The problem » If you see a picture in the data below, omit it and copy the rest exactly.

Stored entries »
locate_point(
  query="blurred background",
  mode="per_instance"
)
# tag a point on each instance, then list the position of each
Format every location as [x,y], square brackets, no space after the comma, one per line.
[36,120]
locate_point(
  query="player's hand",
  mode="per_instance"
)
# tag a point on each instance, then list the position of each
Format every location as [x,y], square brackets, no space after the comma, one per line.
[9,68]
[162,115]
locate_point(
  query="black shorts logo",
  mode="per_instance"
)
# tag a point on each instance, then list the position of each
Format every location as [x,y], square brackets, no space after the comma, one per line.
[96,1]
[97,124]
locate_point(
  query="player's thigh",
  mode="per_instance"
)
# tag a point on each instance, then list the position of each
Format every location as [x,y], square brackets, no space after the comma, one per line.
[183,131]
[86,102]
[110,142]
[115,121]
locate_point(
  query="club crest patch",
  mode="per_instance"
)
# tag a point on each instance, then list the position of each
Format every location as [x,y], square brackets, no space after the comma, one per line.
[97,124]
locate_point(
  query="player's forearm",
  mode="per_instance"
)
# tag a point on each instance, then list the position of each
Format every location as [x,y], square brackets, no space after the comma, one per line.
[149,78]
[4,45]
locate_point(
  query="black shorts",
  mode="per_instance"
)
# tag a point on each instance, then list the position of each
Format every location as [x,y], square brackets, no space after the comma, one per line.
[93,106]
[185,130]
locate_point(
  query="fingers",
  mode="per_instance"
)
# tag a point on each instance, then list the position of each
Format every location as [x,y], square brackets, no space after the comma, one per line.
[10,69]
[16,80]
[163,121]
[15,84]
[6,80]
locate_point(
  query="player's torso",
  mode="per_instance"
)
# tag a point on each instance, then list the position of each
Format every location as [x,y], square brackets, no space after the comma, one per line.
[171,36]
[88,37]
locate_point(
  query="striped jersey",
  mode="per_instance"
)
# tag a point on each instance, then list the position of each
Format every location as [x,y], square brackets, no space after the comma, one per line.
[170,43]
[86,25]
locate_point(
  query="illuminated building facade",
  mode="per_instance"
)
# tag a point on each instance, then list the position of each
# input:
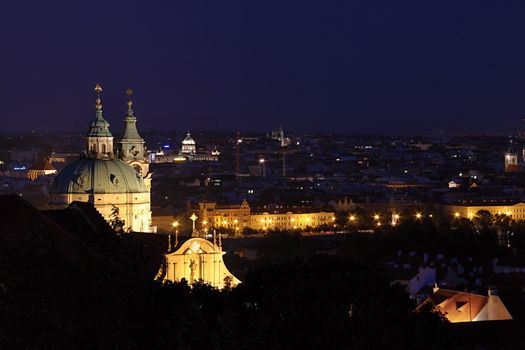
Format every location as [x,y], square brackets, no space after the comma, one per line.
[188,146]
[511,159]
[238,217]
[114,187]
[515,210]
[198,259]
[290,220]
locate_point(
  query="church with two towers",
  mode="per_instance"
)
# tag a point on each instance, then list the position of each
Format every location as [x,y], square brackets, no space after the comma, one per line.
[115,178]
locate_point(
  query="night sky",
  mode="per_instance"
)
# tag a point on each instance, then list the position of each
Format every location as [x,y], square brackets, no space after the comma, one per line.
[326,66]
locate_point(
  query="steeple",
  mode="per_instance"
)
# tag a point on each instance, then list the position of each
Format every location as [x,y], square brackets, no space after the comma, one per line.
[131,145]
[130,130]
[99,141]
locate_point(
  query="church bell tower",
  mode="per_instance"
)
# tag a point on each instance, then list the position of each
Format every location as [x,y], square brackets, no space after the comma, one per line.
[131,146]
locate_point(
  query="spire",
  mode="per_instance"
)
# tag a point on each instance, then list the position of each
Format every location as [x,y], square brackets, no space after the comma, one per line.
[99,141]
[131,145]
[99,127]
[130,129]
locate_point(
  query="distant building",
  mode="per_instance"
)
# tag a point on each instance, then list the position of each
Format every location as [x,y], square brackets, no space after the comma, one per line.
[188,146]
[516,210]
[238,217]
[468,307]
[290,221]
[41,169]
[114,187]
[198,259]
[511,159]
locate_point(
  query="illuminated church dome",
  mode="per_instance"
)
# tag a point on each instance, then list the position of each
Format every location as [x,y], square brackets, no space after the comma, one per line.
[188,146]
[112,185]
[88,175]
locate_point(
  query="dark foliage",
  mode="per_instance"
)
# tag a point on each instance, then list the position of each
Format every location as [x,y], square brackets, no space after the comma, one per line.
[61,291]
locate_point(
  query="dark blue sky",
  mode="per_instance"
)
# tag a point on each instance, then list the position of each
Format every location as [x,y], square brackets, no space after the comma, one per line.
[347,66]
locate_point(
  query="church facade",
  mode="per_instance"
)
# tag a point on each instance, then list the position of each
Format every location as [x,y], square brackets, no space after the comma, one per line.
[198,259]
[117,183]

Written answer »
locate_point(
  query="blurred background",
  mode="per_instance"
)
# tag a point on each instance, then list the position of each
Format every location as [x,y], square brackets, no space after the comma, one per line.
[36,120]
locate_point(
  query="player's hand",
  mode="per_instance"
)
# tag a point on each instance, then list the position of each
Format every location as [x,y], square brackets, no space after the comma, one per line.
[9,68]
[162,115]
locate_point(
  query="black shorts logo",
  mode="per_instance"
)
# tag a point on each instance, then list the position of each
Format every location as [x,y], square brackets, no space after the comma, one per line.
[96,1]
[97,124]
locate_point(
  query="player's thigh",
  mode="per_instance"
)
# tag a point on each instance, then list the position of each
Format every location as [x,y], square brackets, no space after the comma, one per line.
[183,131]
[86,102]
[110,142]
[115,121]
locate_point(
  query="club crest patch",
  mode="per_instance"
)
# tag a point on each instance, then list the position of each
Format every location as [x,y], square brackets, no space after the comma, one per line.
[97,124]
locate_point(
  query="player's forearm",
  mode="per_instance"
)
# tag a point on each instance, then list the position of each
Format every location as [x,y], square brackets, no space after the comma, one per line.
[149,78]
[4,45]
locate_point(
  query="black shorts",
  mode="per_instance"
)
# tag a point on each instance, then list the position of each
Format every location as [x,y], square brackets, no space after the comma, one per line.
[93,106]
[185,130]
locate_point(
  query="fingers",
  mode="per_instance"
)
# tag a point on each instance, then list the position of each
Format every location as [x,y], square brackets, no space after the comma, one per line.
[10,69]
[16,80]
[163,121]
[15,84]
[6,80]
locate_point(
  query="player's torso",
  mode="per_instance"
)
# tag a point on each instance, then list the position of each
Format every location as [x,y], square brackets, no space after the comma, one per line.
[171,36]
[88,37]
locate_point(
  query="striped jersey",
  mode="per_instance"
)
# tag a point on each instance, then list the position of each
Format every location as [x,y], square brackets, no space after the comma, one per line.
[170,43]
[86,25]
locate_point(
  query="illuminated building facade",
  mode="per_instance"
)
# tag a point on each instance, then list the position of each
# input:
Format every location as [x,y], square brackets, no space after the comma, one per line.
[188,146]
[511,159]
[238,217]
[114,187]
[515,210]
[198,259]
[290,220]
locate_point(
  query="church with two towers",
  mode="per_instance"
)
# tag a point on each instance, then list the position of each
Format every location as [x,y], square brackets, no space after the comma, one per line.
[115,178]
locate_point(
  query="night sky",
  mode="per_instance"
)
# tag a point on each instance, then list the position of each
Format every location as [x,y], square brackets, no space after the comma, one per line.
[326,66]
locate_point(
  query="steeple",
  mode="per_instance"
)
# tag a point on each instance, then list the position of each
Format every location as [x,y], square brackets, no space after the comma, one per line.
[131,145]
[130,130]
[99,141]
locate_point(
  query="church bell tower",
  mode="per_instance"
)
# tag a point on each instance, then list the position of each
Format every location as [x,y], square brackets, no space after the comma, one per line.
[131,146]
locate_point(
  query="spire",
  mode="per_instance"
)
# tag a point on each instance, then list the position of each
Format every location as [x,y], square brackets, no space after the comma, one per line.
[99,141]
[131,145]
[99,127]
[130,129]
locate_point(
  query="distant building",
  mode="per_instance"
)
# tag a point on each instance, then list the position of each
Format every location as [x,y], square brackets, no space after the comma, one per line.
[188,146]
[516,210]
[238,217]
[468,307]
[290,221]
[41,169]
[114,187]
[198,259]
[511,159]
locate_point(
  query="illuminated church dome",
  mode="per_instance"
)
# tag a point on each instance, then list the position of each
Format every location as [x,y], square brackets, no space after the comma, one per line.
[188,146]
[112,185]
[88,175]
locate_point(
  query="dark foliage",
  mode="per_instance"
)
# tag a point on each instance, then list the position of each
Format every location as [x,y], square brackets, no space after the comma, one per line.
[61,291]
locate_point(
  query="dark blue sky",
  mode="per_instance"
)
# tag a point on each instance, then list the position of each
Format every location as [x,y], square brackets, no space after the comma, one per line.
[347,66]
locate_point(
  query="church facade",
  mode="per_instance"
)
# tag a point on each instance, then list the position of each
Format every location as [x,y], square brackets, no space after the comma, one per line.
[198,259]
[117,183]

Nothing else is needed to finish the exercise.